═══ PAGE TEXT ═══

The solution proposed here is:

1. Write the static code assuming that the data needed by the code is already
   pointed to by a designated register.

2. Get the kernel to supply a small universal trampoline that does the
   following:

	- Load the address of the data in a designated register
	- Load the address of the static code in a designated register
	- Jump to the static code

User code would use a kernel supplied API to create and map the trampoline.
The address values would be baked into the code so that no special ISA
features are needed.

To conserve memory, the kernel will pack as many trampolines as possible in
a page and provide a trampoline table to user code. The table itself is
managed by the user.

Trampoline File Descriptor (trampfd)
==========================

I am proposing a kernel API using anonymous file descriptors that can be
used to create the trampolines. The API is described in patch 1/4 of this
patchset. I provide a summary here:

	- Create a trampoline file object

	- Write a code descriptor into the trampoline file and specify:

		- the number of trampolines desired
		- the name of the code register
		- user pointer to a table of code addresses, one address
		  per trampoline

	- Write a data descriptor into the trampoline file and specify:

		- the name of the data register
		- user pointer to a table of data addresses, one address
		  per trampoline

	- mmap() the trampoline file. The kernel generates a table of
	  trampolines in a page and returns the trampoline table address

	- munmap() a trampoline file mapping

	- Close the trampoline file

Each mmap() will only map a single base page. Large pages are not supported.

═══

Output the stretch of the trampoline proposal text from "- Load the address of the data" through "features are needed.", copied word for word. The data that comes next was taken from a different source.

═══ DATASET EXTRACT ═══

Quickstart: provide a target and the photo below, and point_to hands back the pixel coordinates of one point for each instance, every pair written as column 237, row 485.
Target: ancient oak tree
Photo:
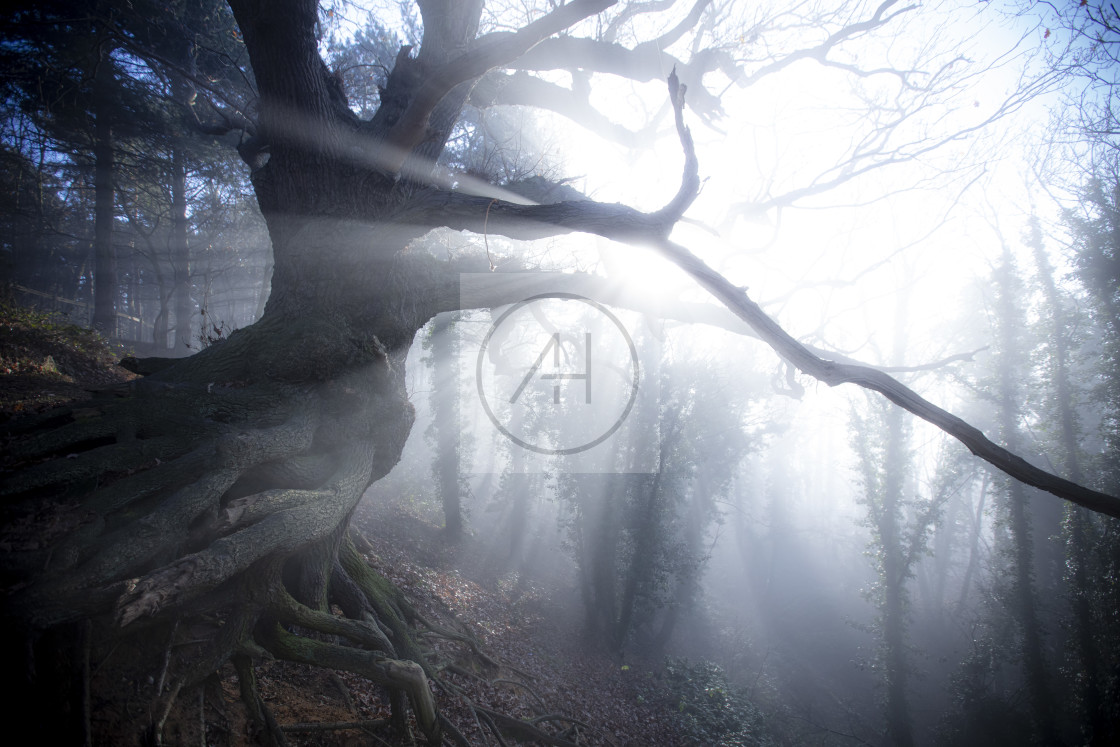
column 217, row 492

═══

■ REPLY:
- Load the address of the data in a designated register
	- Load the address of the static code in a designated register
	- Jump to the static code

User code would use a kernel supplied API to create and map the trampoline.
The address values would be baked into the code so that no special ISA
features are needed.